SEZIONE TESTO:
<<<<
Scissione (2022 – …) di Dan Erickson, e diretta da Ben Stiller e Aoife McArdle, è una delle serie tv di punta di Apple TV Plus.
Di cosa parla Scissione?
Mark fa un lavoro molto particolare: non sa quale sia il vero obbiettivo della sua routine lavorativa e in un certo senso…non sa neanche di essere al lavoro.
Vi lascio il trailer per farvi un’idea:
Vale la pena di vedere Scissione?

Assolutamente sì.
Scissione è un serie di punta della piattaforma non a caso: l’idea di base non solo è particolarmente originale – e legata strettamente alla contemporaneità – ma è anche messa in scena con una coerenza estetica e di scrittura che riesce immediatamente a catturare lo spettatore.
Insomma, se vi intrigano le serie fra il mistero e la fantascienza, è un prodotto imperdibile.
>>>>
SEZIONE DATI:
<<<<
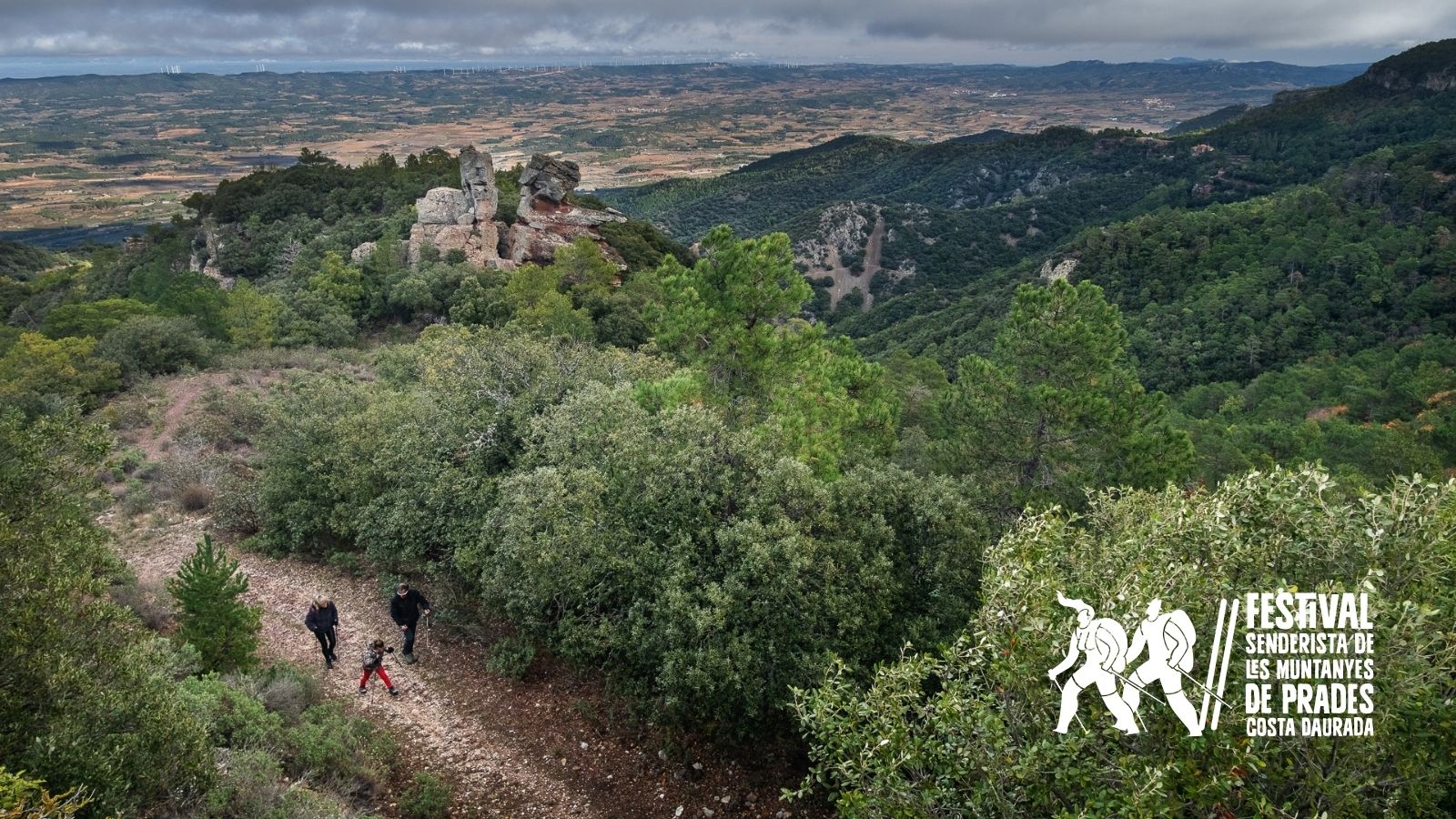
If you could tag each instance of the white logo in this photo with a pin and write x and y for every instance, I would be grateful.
>>>>
COMPITI ASSEGNATI:
#1 Secondo il testo su Scissione, chi dirige la serie?
#2 Per ciascuna affermazione indica se concorda con il testo su Scissione, rispondendo sì o no e citando le parole decisive del testo: (a) Mark conosce il vero obiettivo della sua routine lavorativa; (b) il testo consiglia di vedere la serie; (c) l'idea di base della serie viene descritta come legata alla contemporaneità.
Le righe sono materiale a sé, distinto dal testo su Scissione.

RISPOSTE:
#1 Ben Stiller e Aoife McArdle.

#2
(a) No: «non sa quale sia il vero obbiettivo della sua routine lavorativa».
(b) Sì: «Assolutamente sì.»
(c) Sì: «legata strettamente alla contemporaneità».